--- Start INPUT ---

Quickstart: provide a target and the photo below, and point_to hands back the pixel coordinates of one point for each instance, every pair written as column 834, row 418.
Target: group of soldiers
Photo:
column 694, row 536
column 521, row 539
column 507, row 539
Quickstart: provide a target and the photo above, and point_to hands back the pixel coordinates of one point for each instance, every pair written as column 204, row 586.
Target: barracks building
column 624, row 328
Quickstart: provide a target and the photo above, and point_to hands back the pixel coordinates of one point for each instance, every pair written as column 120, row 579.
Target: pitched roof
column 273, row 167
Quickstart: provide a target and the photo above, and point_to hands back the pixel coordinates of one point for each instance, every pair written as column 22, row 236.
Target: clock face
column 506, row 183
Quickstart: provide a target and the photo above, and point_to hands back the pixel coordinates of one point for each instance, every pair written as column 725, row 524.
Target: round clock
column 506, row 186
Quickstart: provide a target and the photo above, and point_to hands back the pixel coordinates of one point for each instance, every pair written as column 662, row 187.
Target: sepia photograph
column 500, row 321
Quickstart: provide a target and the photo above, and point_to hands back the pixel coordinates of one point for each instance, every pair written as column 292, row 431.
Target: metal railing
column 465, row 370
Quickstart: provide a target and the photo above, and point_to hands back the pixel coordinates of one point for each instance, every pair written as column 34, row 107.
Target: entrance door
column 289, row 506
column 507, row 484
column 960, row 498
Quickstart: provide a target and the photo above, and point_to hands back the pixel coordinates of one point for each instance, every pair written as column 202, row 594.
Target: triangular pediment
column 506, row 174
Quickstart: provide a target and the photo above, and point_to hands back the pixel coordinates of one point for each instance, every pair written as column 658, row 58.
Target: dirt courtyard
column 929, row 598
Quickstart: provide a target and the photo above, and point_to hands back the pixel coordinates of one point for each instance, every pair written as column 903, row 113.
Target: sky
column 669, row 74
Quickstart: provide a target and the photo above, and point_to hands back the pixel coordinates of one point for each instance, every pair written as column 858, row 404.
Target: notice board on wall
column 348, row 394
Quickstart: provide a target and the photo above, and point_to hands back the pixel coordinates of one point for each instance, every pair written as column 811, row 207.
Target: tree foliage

--- End INPUT ---

Could you update the material from the line that contains "858, row 404." through the line that contains "column 348, row 394", swapping "notice board" for "bulletin board" and changing nothing else, then give back only those lines?

Quickstart: provide a target and the photo above, and point_to hands back the pixel coordinates of one point for each instance, every pair written as column 858, row 404.
Target: bulletin board on wall
column 348, row 394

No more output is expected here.